▶ _SELECTED EXTRACT_:
□ □ □ □
Risk is perceived very differently depending on an individual’s experience, knowledge and political culture. There are many sets of conflicting analysis of radiological data and its effects, so we might conceptually think of assemblages of subjects and data which give particular meaning to the data at any given historical moment in time. Although there is currently a lot of interest in the phenomena of 'big data' there's a lack of public access to data about nuclear sites, contamination and waste. It's probable that this data doesn't exist, or at least has not been collated in any joined-up way. It's also very difficult to compare data using different measuring systems and behaviours across civilian and military, state and commerical, public and private systems. However, the JRC is undertaking important mapping projects which are starting to include crowd sourced data, and could be an interesting resource for artistic research.
□ □ □ □
▶ _RECORDED DATA_:

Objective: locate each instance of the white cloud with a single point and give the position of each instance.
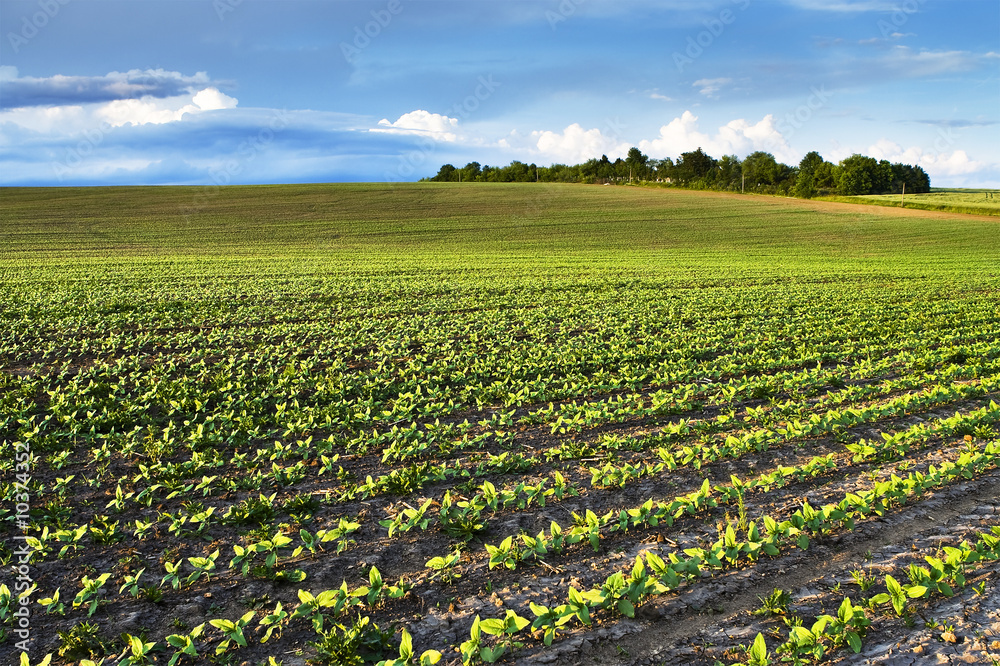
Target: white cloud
(151, 110)
(709, 87)
(423, 123)
(738, 137)
(941, 163)
(908, 62)
(575, 144)
(846, 5)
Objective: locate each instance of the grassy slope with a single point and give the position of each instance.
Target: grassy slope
(483, 225)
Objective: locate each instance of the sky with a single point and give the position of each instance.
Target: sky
(216, 92)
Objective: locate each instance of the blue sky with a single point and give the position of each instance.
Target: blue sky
(271, 91)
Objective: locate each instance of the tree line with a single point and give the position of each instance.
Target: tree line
(758, 172)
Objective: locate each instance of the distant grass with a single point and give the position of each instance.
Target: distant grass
(975, 202)
(480, 226)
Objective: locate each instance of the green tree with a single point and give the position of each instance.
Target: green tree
(694, 166)
(858, 175)
(445, 174)
(729, 175)
(636, 162)
(805, 183)
(761, 171)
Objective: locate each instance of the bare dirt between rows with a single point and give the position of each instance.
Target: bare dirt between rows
(698, 625)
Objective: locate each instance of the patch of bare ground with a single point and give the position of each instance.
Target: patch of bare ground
(707, 622)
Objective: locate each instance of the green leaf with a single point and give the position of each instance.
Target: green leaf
(406, 646)
(492, 626)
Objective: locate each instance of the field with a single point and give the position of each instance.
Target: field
(515, 423)
(978, 202)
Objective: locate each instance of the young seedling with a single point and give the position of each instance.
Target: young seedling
(233, 631)
(89, 593)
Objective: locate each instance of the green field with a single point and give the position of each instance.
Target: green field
(313, 422)
(977, 202)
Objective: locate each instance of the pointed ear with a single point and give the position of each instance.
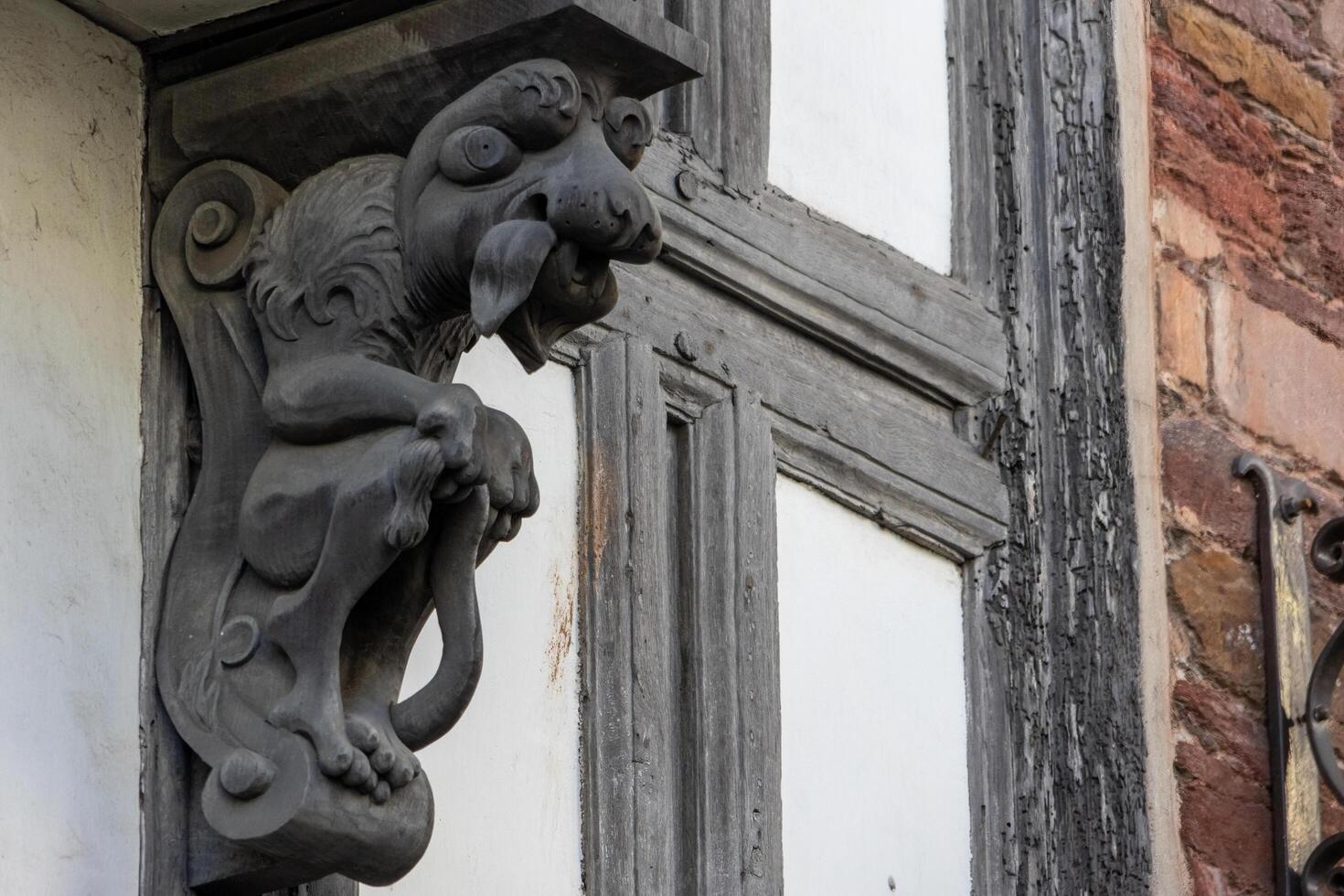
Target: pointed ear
(507, 263)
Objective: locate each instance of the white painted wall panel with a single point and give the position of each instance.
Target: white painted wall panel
(859, 117)
(507, 778)
(70, 162)
(874, 707)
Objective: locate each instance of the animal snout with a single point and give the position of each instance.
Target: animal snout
(615, 219)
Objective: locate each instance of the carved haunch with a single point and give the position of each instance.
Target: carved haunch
(347, 486)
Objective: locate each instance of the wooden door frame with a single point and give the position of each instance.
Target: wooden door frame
(1017, 357)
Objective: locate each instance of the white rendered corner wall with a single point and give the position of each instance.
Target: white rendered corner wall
(859, 117)
(872, 707)
(507, 776)
(70, 575)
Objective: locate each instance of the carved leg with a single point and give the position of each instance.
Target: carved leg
(308, 624)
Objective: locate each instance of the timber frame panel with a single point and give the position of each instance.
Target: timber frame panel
(909, 397)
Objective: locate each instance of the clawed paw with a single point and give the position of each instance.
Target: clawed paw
(390, 766)
(508, 475)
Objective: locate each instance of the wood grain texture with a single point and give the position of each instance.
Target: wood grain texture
(680, 653)
(834, 283)
(609, 813)
(1054, 630)
(974, 209)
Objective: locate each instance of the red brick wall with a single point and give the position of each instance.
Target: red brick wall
(1249, 220)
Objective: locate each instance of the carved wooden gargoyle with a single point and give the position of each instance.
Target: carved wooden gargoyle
(347, 486)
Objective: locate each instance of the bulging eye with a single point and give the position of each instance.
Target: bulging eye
(629, 129)
(479, 155)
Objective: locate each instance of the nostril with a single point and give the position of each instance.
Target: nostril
(537, 208)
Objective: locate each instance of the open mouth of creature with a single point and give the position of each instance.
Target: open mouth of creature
(574, 286)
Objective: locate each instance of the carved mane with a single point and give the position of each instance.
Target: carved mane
(331, 251)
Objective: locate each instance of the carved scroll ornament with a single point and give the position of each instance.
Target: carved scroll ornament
(347, 486)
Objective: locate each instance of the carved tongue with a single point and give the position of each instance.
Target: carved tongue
(504, 272)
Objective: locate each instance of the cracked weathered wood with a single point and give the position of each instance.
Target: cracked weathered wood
(1054, 655)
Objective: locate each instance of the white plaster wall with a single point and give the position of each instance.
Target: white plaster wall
(874, 707)
(70, 162)
(507, 778)
(859, 117)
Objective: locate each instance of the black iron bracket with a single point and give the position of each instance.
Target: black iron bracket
(1297, 689)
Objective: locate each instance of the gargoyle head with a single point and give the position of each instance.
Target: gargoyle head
(515, 199)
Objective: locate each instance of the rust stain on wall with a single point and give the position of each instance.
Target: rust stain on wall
(562, 626)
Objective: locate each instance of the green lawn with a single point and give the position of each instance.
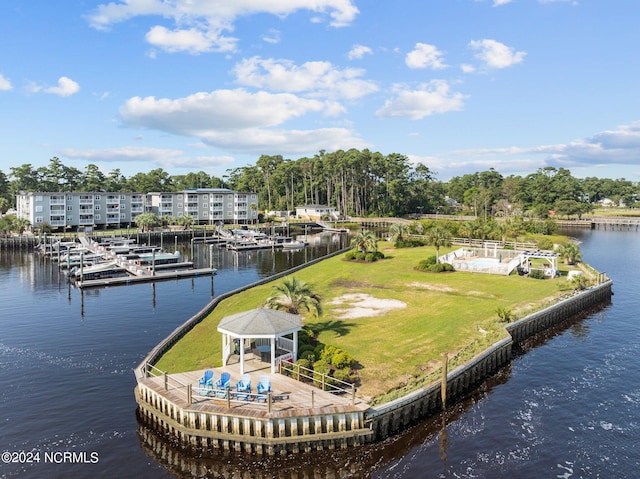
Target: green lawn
(446, 312)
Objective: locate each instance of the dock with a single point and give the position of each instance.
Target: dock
(129, 263)
(158, 276)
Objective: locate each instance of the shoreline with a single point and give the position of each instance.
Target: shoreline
(308, 429)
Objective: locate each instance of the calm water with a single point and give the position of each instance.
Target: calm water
(568, 408)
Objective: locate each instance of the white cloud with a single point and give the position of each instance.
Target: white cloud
(495, 54)
(221, 110)
(191, 40)
(318, 79)
(620, 146)
(240, 121)
(163, 157)
(272, 36)
(66, 87)
(358, 51)
(425, 56)
(300, 142)
(430, 98)
(5, 84)
(200, 25)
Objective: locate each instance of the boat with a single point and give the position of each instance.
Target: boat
(107, 269)
(293, 245)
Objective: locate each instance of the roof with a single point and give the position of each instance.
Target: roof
(260, 322)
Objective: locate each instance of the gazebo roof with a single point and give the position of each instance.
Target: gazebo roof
(260, 322)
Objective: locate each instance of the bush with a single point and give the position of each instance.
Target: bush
(545, 244)
(345, 374)
(537, 274)
(304, 338)
(341, 359)
(307, 350)
(409, 243)
(304, 363)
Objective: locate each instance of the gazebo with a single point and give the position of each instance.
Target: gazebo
(267, 327)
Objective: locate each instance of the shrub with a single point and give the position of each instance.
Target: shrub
(327, 353)
(318, 350)
(345, 374)
(304, 363)
(304, 338)
(409, 243)
(504, 314)
(431, 260)
(545, 244)
(537, 274)
(306, 350)
(341, 359)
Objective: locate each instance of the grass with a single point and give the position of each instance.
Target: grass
(445, 313)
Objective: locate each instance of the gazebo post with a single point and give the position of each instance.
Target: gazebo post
(241, 356)
(295, 346)
(273, 355)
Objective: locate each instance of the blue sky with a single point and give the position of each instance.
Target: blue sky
(188, 85)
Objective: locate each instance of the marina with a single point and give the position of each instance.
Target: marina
(112, 261)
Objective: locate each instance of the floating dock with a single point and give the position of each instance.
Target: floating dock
(158, 276)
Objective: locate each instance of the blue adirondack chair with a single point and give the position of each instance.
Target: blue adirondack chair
(223, 384)
(205, 383)
(243, 387)
(264, 387)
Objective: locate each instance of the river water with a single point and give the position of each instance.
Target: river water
(569, 407)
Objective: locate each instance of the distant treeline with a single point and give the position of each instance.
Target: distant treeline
(356, 182)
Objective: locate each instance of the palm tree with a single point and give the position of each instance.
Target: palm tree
(397, 232)
(365, 241)
(20, 224)
(186, 221)
(293, 296)
(438, 236)
(570, 252)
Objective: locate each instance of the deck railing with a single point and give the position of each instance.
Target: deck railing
(320, 380)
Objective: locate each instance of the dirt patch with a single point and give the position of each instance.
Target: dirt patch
(433, 287)
(360, 305)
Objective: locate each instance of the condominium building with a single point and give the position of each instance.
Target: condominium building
(80, 209)
(206, 205)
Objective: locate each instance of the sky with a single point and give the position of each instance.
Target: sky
(210, 85)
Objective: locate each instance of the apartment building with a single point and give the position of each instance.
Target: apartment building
(206, 205)
(80, 209)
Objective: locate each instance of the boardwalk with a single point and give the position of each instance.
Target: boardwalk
(289, 396)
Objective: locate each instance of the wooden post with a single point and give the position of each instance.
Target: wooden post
(443, 386)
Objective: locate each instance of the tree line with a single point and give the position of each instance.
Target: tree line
(355, 182)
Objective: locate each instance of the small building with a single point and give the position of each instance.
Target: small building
(317, 212)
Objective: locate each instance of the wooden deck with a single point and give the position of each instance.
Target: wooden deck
(289, 397)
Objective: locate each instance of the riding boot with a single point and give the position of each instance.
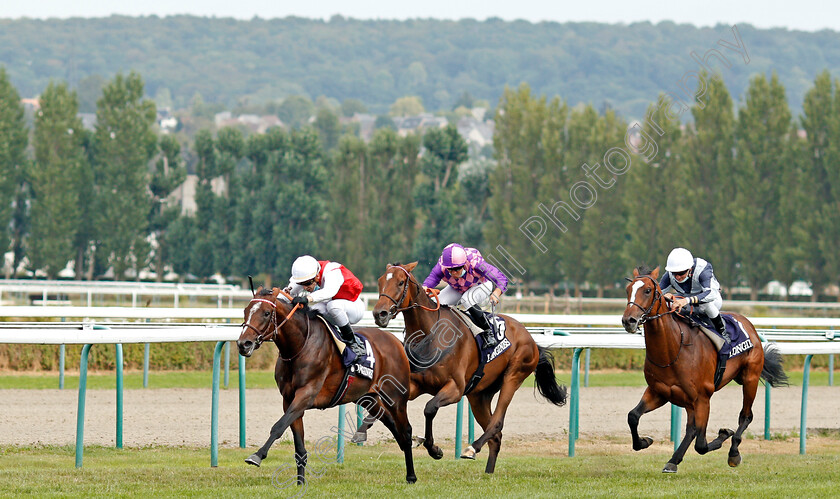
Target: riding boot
(351, 341)
(481, 321)
(721, 328)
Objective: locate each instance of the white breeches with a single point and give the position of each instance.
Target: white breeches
(341, 312)
(473, 296)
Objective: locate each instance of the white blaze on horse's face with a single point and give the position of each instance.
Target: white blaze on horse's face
(636, 286)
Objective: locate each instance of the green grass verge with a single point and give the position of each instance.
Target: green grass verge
(378, 471)
(265, 379)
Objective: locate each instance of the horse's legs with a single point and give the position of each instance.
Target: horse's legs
(511, 383)
(300, 450)
(701, 421)
(744, 418)
(449, 394)
(302, 401)
(691, 430)
(480, 404)
(650, 401)
(396, 420)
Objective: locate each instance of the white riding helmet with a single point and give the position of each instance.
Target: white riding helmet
(679, 259)
(305, 268)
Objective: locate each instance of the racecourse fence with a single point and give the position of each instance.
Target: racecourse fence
(577, 332)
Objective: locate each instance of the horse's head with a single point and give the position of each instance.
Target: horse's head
(643, 297)
(260, 320)
(397, 290)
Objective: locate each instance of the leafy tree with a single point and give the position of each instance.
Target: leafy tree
(705, 219)
(407, 106)
(56, 178)
(13, 141)
(762, 132)
(124, 143)
(170, 172)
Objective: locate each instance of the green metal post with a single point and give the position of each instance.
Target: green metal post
(766, 411)
(214, 407)
(586, 368)
(241, 402)
(119, 394)
(61, 367)
(227, 364)
(803, 418)
(146, 365)
(459, 428)
(573, 406)
(360, 417)
(471, 424)
(339, 455)
(80, 414)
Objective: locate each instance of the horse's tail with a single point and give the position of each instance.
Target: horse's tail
(546, 381)
(772, 371)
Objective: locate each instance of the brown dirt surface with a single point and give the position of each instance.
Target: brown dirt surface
(181, 417)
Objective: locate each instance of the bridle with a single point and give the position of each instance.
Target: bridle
(409, 279)
(274, 326)
(646, 317)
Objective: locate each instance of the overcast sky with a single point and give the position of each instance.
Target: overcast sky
(808, 15)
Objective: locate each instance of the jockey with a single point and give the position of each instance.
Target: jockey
(470, 281)
(331, 289)
(694, 279)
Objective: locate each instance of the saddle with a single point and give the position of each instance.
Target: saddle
(740, 339)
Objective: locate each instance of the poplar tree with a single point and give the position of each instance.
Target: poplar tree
(56, 178)
(124, 143)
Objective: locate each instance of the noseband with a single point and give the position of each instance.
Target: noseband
(274, 327)
(397, 308)
(646, 311)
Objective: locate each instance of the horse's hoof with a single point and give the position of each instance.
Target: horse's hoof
(644, 443)
(469, 453)
(359, 437)
(669, 468)
(435, 452)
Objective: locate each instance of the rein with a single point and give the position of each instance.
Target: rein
(433, 293)
(262, 337)
(647, 318)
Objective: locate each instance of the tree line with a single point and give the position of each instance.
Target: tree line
(574, 197)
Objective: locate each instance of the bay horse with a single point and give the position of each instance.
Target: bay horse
(680, 363)
(309, 372)
(444, 355)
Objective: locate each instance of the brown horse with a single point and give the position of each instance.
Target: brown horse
(680, 366)
(309, 372)
(444, 356)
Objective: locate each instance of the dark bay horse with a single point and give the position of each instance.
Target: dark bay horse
(309, 372)
(444, 356)
(680, 366)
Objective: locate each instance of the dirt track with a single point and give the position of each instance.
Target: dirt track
(182, 416)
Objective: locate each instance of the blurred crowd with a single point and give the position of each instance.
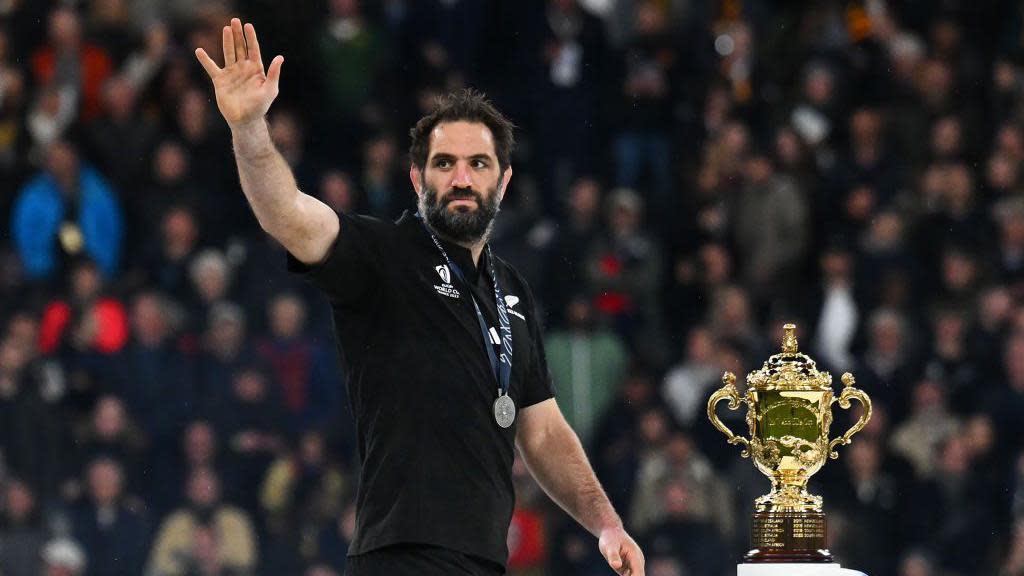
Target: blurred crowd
(690, 175)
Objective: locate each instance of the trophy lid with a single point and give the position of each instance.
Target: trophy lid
(788, 370)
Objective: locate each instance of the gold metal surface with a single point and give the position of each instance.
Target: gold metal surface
(788, 413)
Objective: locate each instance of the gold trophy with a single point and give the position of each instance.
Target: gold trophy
(788, 411)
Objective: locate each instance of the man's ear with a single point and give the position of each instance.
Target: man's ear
(506, 176)
(416, 175)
□ □ □ □
▶ _WHAT IS BEING ASKED_: Rewrite the paragraph on risk and nuclear data above, beginning "Risk is perceived very differently," as a brief bulleted list that keeps its main facts.

▶ _EXERCISE SOLUTION_:
- How risk is perceived depends on a person's experience, knowledge and political culture.
- Analyses of radiological data and its effects conflict. Data can therefore be thought of as gaining meaning through assemblages of subjects and data at a given historical moment.
- Despite current interest in "big data," the public lacks access to data on nuclear sites, contamination and waste.
- That data probably does not exist, or at least has not been collated in a joined-up way.
- Comparing data is difficult because measuring systems and behaviors differ across civilian and military, state and commercial, and public and private systems.
- The JRC is carrying out important mapping projects. These are beginning to include crowd-sourced data and could be an interesting resource for artistic research.